What is being asked:
Quote, without change, all of the lines that follow.

(Location annotation dataset excerpts)
• • • • •

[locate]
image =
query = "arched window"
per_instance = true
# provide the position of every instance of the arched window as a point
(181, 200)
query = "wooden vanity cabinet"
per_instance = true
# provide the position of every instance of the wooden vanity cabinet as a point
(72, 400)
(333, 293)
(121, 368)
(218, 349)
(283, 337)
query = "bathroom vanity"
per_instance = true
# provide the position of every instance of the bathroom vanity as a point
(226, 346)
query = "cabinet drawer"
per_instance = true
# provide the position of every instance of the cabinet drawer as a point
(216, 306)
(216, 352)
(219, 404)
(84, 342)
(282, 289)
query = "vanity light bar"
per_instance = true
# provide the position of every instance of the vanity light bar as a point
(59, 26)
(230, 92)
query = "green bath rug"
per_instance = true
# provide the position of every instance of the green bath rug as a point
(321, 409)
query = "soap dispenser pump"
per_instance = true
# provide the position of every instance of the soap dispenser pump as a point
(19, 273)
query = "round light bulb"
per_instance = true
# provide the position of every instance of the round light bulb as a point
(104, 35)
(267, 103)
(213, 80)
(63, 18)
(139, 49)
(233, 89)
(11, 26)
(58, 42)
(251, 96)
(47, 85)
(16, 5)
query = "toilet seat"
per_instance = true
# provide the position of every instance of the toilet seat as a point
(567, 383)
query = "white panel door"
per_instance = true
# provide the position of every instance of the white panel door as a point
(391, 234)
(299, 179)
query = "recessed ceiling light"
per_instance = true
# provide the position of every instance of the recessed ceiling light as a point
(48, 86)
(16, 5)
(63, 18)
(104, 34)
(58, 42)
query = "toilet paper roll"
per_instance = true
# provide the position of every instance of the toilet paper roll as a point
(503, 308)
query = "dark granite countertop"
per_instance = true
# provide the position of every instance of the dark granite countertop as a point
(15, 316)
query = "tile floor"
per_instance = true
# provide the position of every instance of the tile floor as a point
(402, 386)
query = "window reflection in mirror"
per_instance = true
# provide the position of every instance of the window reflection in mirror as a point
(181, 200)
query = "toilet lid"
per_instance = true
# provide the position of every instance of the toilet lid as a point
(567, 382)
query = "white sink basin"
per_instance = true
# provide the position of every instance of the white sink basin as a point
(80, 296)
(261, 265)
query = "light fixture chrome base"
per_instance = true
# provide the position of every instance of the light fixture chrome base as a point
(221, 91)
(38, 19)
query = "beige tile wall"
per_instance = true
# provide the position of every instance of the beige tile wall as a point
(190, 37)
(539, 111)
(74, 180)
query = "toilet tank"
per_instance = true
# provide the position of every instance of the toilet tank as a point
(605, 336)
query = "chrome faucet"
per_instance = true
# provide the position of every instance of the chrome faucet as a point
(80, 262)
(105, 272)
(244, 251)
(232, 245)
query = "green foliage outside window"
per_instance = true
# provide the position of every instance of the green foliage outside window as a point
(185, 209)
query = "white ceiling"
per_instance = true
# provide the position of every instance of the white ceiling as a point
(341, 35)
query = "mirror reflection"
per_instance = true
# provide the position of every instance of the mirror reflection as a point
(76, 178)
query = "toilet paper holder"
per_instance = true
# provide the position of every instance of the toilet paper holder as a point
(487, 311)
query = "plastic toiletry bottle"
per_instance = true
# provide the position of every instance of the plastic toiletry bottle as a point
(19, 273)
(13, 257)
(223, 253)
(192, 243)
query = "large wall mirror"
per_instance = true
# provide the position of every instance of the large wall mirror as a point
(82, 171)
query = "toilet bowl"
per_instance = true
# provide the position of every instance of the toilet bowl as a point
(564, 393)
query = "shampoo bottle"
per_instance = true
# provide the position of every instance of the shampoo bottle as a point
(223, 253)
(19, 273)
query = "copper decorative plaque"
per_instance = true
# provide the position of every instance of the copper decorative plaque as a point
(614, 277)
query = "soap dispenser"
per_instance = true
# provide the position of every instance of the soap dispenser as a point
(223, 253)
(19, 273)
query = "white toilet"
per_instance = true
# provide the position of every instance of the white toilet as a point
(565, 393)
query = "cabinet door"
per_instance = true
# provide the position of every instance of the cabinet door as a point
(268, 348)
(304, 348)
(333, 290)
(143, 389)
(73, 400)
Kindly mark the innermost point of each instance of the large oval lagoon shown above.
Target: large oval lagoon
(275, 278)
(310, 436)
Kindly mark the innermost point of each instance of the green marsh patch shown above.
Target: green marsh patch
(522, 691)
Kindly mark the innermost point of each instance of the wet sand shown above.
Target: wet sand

• • • • •

Reply:
[locate]
image =
query = "arched window"
per_instance = true
# provide the position of every instance of the arched window as a point
(181, 200)
query = "wooden vanity cabinet"
per_instance = true
# provide the position of every instance of the wooden vanity cabinet as a point
(72, 400)
(333, 293)
(121, 368)
(218, 349)
(283, 337)
query = "bathroom vanity"
per_instance = true
# provide the position of every instance of the bathroom vanity as a point
(226, 346)
query = "cabinet drawer"
per_instance = true
# provide the position of every instance of the cabinet drawer as a point
(216, 306)
(216, 352)
(219, 404)
(84, 342)
(282, 289)
query = "vanity light bar"
per_instance = true
# provide the position of every instance of the vanity light bar as a point
(59, 26)
(230, 92)
query = "green bath rug"
per_instance = true
# provide the position of every instance of the green bath rug as a point
(321, 409)
query = "soap dispenser pump"
per_instance = true
# provide the position of every instance of the soap dispenser pump as a point
(19, 273)
query = "round light bulb"
per_instance = true
# provide the position of every instance of the round light bulb as a point
(104, 35)
(267, 103)
(213, 80)
(63, 18)
(139, 49)
(233, 89)
(11, 26)
(58, 42)
(251, 96)
(47, 85)
(16, 5)
query = "toilet seat"
per_instance = true
# provide the position of every instance of the toilet seat as a point
(567, 383)
query = "white panel door"
per_instance = true
# provide the position of every instance of the white panel door as a point
(391, 234)
(299, 179)
query = "recessed ceiling light"
per_instance = true
# provide the position of every instance of the recessed ceiling light as a point
(48, 86)
(16, 5)
(63, 18)
(104, 34)
(58, 42)
query = "toilet paper roll"
per_instance = true
# provide the position of every instance of the toilet paper roll as a point
(503, 308)
query = "dark granite countertop"
per_instance = true
# provide the position of every instance of the dark granite countertop as a point
(15, 316)
query = "tile floor"
per_instance = true
# provide the position of every instance of the tile floor as a point
(402, 386)
query = "window reflection in mirror"
per_instance = true
# provide the position of every instance of the window reflection in mirror as a point
(181, 200)
query = "toilet lid"
per_instance = true
# provide the position of every instance of the toilet lid as a point
(567, 382)
query = "white sink basin"
per_instance = true
# provide the position of every instance of the white sink basin as a point
(80, 296)
(261, 265)
query = "light fixture chrome base"
per_instance = true
# provide the position of every instance of the light fixture chrome base as a point
(221, 91)
(38, 19)
query = "beige tile wall"
per_instance = true
# provide the position of every instance of the beige tile wall as a point
(190, 37)
(539, 111)
(74, 180)
query = "toilet tank"
per_instance = true
# provide the position of every instance of the toilet tank as a point
(605, 336)
query = "chrome faucet"
per_instance = true
# provide the position of every instance of the chrome faucet as a point
(80, 262)
(105, 272)
(244, 251)
(232, 245)
query = "green foliage outside window"
per_instance = true
# provide the position of every instance of the green foliage outside window as a point
(185, 209)
query = "white ceiling"
per_instance = true
# provide the position of every instance of the white ceiling as a point
(341, 35)
query = "mirror reflection"
per_instance = true
# provide the position of every instance of the mirror reflection as a point
(76, 178)
query = "toilet paper holder"
per_instance = true
# provide the position of every instance of the toilet paper holder as a point
(487, 311)
query = "plastic toiletry bottle"
per_instance = true
# provide the position of every instance of the plastic toiletry bottle as a point
(19, 273)
(13, 257)
(223, 253)
(192, 243)
query = "large wall mirror"
per_instance = true
# provide the position of every instance of the large wall mirror as a point
(82, 171)
query = "toilet bowl"
per_instance = true
# provide the position of every instance of the toilet bowl as a point
(564, 393)
query = "shampoo bottle"
per_instance = true
# provide the position of every instance of the shampoo bottle as a point
(223, 253)
(19, 273)
query = "copper decorative plaque"
per_instance = true
# provide the position of every instance of the copper decorative plaque as a point
(614, 277)
query = "soap dispenser"
per_instance = true
# provide the position of every instance of the soap dispenser as a point
(223, 253)
(19, 273)
query = "white toilet"
per_instance = true
# provide the position of every instance of the white toilet as a point
(565, 393)
query = "cabinet door"
per_instance = true
# provide the position of every instance of the cabinet door as a point
(268, 348)
(304, 348)
(333, 290)
(143, 389)
(73, 400)
Kindly mark the innermost point of each instance of the large oval lagoon shown above.
Target: large oval lagoon
(275, 278)
(310, 436)
Kindly mark the innermost point of each instance of the green marsh patch shown above.
Target: green marsh patch
(522, 691)
Kindly mark the innermost point of each instance of the wet sand shown above.
Target: wet sand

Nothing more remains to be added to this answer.